◆ What you should do
Below is a listing to write out in full, exactly as given, without its pictures.

◆ Dataset records
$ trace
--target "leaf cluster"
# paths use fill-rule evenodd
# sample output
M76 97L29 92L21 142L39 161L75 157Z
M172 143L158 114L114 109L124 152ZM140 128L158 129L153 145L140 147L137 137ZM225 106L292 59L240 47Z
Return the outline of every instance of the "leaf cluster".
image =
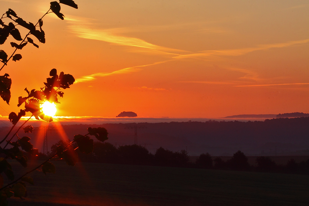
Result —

◆ Full output
$ trace
--target "leaf cluster"
# paths use fill-rule evenodd
# sample output
M76 97L29 92L21 142L39 161L75 157Z
M172 143L158 114L114 109L124 152ZM140 128L158 129L153 145L140 147L137 137ZM225 106L292 59L240 47Z
Return the outline of every instance of the "leaf cluster".
image =
Result —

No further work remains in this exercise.